▸ **Description of the task**
The required output is a single number: how many lines of the material contain the string "tree".

▸ **Data to use**
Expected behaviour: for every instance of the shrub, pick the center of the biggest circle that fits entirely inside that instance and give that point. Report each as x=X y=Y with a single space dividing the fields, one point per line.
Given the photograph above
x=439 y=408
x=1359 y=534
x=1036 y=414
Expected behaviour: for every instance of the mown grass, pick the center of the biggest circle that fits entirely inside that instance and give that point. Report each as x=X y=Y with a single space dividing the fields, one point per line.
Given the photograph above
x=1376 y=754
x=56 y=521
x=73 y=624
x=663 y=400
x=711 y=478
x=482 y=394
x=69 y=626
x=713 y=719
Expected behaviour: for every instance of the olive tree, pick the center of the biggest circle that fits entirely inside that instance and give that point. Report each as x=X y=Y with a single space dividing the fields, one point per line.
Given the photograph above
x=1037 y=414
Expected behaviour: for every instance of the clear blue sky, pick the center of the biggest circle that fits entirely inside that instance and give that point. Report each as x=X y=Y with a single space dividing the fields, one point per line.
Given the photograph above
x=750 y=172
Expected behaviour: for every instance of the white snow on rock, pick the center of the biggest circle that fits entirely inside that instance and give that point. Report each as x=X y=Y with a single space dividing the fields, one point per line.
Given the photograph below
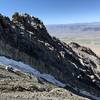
x=17 y=65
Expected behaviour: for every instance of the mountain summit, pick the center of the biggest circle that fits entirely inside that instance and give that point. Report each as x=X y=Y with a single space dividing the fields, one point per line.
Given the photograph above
x=25 y=39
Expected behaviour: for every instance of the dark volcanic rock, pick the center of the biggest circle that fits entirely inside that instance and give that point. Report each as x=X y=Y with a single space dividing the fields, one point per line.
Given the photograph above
x=25 y=38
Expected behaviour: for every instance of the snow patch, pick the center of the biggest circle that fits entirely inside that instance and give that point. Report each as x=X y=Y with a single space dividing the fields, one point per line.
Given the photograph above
x=17 y=65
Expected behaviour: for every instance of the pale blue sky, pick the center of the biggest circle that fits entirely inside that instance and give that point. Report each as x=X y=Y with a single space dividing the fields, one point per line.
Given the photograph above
x=55 y=11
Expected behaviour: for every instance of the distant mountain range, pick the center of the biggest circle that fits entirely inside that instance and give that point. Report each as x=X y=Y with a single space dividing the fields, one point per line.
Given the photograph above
x=77 y=29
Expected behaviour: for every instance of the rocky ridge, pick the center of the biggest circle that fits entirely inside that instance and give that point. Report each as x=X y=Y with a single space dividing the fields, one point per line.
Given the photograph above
x=25 y=38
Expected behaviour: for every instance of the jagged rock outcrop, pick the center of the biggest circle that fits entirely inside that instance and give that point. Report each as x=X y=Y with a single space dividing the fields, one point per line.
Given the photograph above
x=25 y=38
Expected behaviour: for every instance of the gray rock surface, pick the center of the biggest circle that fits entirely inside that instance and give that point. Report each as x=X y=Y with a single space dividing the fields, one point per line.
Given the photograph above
x=25 y=38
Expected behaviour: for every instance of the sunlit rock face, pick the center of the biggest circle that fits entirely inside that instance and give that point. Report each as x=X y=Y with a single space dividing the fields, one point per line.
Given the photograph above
x=25 y=38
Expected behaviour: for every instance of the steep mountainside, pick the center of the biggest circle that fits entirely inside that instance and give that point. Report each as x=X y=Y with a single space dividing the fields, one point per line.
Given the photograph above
x=25 y=39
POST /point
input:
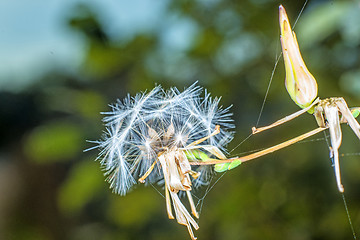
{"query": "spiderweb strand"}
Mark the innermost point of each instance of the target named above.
(343, 197)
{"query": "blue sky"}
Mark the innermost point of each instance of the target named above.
(34, 37)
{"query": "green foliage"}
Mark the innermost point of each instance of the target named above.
(56, 141)
(82, 185)
(231, 50)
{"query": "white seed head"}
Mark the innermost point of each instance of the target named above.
(140, 127)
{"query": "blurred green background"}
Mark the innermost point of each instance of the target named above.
(63, 62)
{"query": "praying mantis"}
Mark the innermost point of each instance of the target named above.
(168, 135)
(302, 87)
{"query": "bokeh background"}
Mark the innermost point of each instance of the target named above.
(63, 62)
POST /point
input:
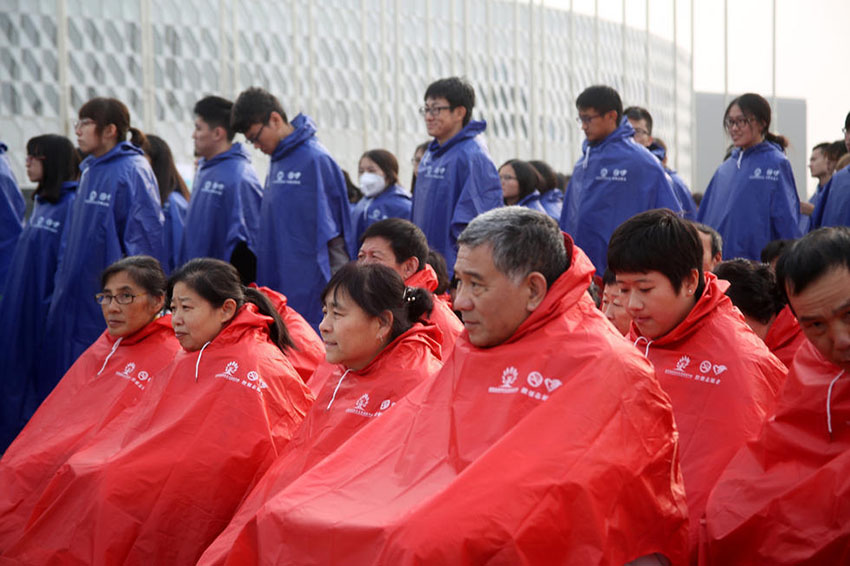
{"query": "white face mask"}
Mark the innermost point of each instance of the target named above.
(372, 184)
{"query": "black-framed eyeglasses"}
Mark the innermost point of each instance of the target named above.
(256, 137)
(120, 298)
(432, 110)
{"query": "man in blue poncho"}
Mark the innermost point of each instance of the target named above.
(223, 221)
(12, 209)
(615, 179)
(305, 227)
(833, 208)
(457, 180)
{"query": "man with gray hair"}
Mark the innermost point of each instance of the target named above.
(545, 439)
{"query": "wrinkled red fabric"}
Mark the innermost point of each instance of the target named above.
(309, 349)
(783, 499)
(347, 401)
(723, 383)
(442, 315)
(159, 488)
(556, 446)
(104, 381)
(785, 336)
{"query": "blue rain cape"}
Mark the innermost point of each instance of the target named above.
(305, 205)
(174, 213)
(23, 308)
(455, 182)
(12, 209)
(833, 209)
(225, 207)
(553, 202)
(752, 200)
(116, 214)
(615, 179)
(392, 202)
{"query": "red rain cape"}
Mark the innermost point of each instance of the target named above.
(783, 499)
(442, 315)
(723, 382)
(556, 446)
(338, 413)
(309, 349)
(785, 336)
(110, 376)
(160, 488)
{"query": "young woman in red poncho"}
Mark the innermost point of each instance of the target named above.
(378, 348)
(721, 378)
(158, 487)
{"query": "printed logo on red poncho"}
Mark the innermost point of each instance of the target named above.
(251, 380)
(139, 380)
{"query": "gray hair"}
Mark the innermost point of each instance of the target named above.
(523, 241)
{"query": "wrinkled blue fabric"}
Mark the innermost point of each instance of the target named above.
(225, 207)
(12, 210)
(174, 213)
(553, 202)
(752, 200)
(833, 209)
(23, 308)
(116, 214)
(615, 179)
(392, 202)
(305, 205)
(455, 182)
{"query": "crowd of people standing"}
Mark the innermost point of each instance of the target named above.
(494, 364)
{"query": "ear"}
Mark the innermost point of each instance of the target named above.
(537, 287)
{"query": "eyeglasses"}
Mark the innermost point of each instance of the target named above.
(735, 122)
(79, 124)
(120, 298)
(585, 120)
(255, 138)
(432, 110)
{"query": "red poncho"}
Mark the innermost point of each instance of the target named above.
(783, 499)
(337, 414)
(309, 349)
(785, 336)
(442, 315)
(722, 381)
(110, 376)
(160, 488)
(557, 446)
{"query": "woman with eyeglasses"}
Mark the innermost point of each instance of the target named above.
(752, 198)
(383, 197)
(52, 162)
(520, 182)
(161, 483)
(111, 376)
(117, 214)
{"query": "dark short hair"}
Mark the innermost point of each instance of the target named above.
(639, 113)
(406, 239)
(216, 281)
(60, 162)
(254, 106)
(387, 162)
(716, 238)
(527, 177)
(752, 288)
(215, 111)
(457, 91)
(376, 289)
(657, 240)
(811, 257)
(774, 249)
(601, 98)
(145, 271)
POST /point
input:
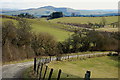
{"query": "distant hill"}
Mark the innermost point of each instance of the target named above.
(47, 10)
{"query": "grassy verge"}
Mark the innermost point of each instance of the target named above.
(15, 62)
(101, 67)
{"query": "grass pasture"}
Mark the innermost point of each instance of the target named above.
(100, 67)
(83, 20)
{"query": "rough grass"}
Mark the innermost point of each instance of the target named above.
(83, 20)
(40, 25)
(101, 67)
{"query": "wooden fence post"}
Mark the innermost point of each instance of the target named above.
(34, 64)
(59, 73)
(68, 57)
(41, 71)
(50, 75)
(45, 72)
(87, 75)
(50, 58)
(38, 67)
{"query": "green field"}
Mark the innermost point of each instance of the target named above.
(82, 20)
(86, 20)
(62, 32)
(101, 67)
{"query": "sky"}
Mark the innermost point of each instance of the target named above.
(75, 4)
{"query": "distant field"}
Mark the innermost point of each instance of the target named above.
(61, 31)
(83, 20)
(101, 67)
(41, 25)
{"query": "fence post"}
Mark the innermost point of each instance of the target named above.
(50, 75)
(34, 64)
(38, 67)
(87, 75)
(68, 57)
(45, 72)
(58, 78)
(50, 58)
(41, 71)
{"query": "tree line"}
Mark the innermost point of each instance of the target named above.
(19, 42)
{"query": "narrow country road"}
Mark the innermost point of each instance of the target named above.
(15, 70)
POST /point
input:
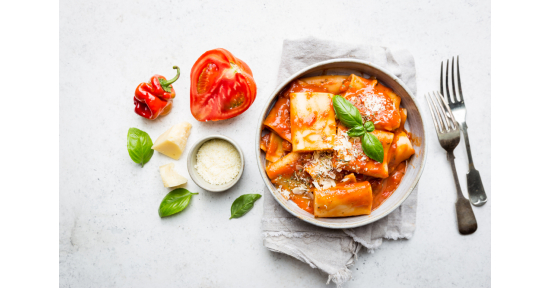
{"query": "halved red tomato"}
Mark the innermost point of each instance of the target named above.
(222, 86)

▸ **Solution**
2